[Records from a point labeling set]

==*==

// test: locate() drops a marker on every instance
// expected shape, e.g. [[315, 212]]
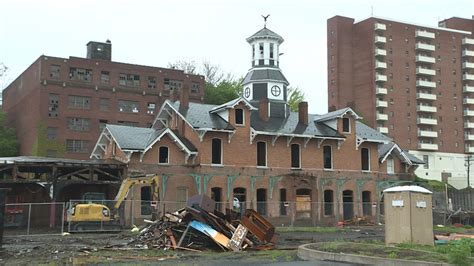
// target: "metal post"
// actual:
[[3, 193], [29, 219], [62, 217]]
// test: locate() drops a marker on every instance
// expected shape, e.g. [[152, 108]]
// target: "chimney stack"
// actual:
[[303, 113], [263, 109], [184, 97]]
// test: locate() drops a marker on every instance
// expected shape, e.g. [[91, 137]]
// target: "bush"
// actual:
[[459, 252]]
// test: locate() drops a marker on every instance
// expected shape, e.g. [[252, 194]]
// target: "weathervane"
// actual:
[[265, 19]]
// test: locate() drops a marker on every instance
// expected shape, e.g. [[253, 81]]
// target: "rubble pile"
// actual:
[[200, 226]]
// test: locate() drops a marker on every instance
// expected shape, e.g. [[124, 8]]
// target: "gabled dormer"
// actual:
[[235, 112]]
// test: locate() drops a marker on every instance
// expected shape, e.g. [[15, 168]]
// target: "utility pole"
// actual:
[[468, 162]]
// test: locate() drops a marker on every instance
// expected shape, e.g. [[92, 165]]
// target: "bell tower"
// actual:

==*==

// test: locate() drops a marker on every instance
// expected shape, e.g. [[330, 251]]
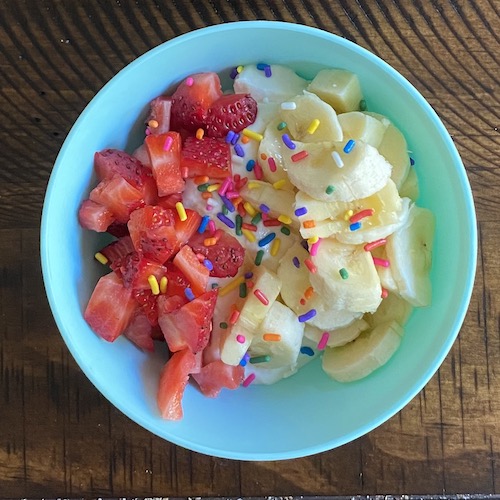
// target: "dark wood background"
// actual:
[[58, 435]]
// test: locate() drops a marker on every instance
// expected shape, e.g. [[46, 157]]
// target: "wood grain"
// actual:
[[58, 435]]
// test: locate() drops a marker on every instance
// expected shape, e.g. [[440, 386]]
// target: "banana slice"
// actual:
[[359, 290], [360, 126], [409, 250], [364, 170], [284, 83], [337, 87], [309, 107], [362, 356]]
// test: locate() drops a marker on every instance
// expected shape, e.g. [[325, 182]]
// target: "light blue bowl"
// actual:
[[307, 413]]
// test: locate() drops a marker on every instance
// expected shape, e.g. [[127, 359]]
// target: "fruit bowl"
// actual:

==*==

◆ THE REQUEST ◆
Pull out every line of the listing that contains the string "bowl".

◆ SOLUTION FOR THIS PROBLEM ◆
// target: "light blue bowl"
// target: "fruit bowl"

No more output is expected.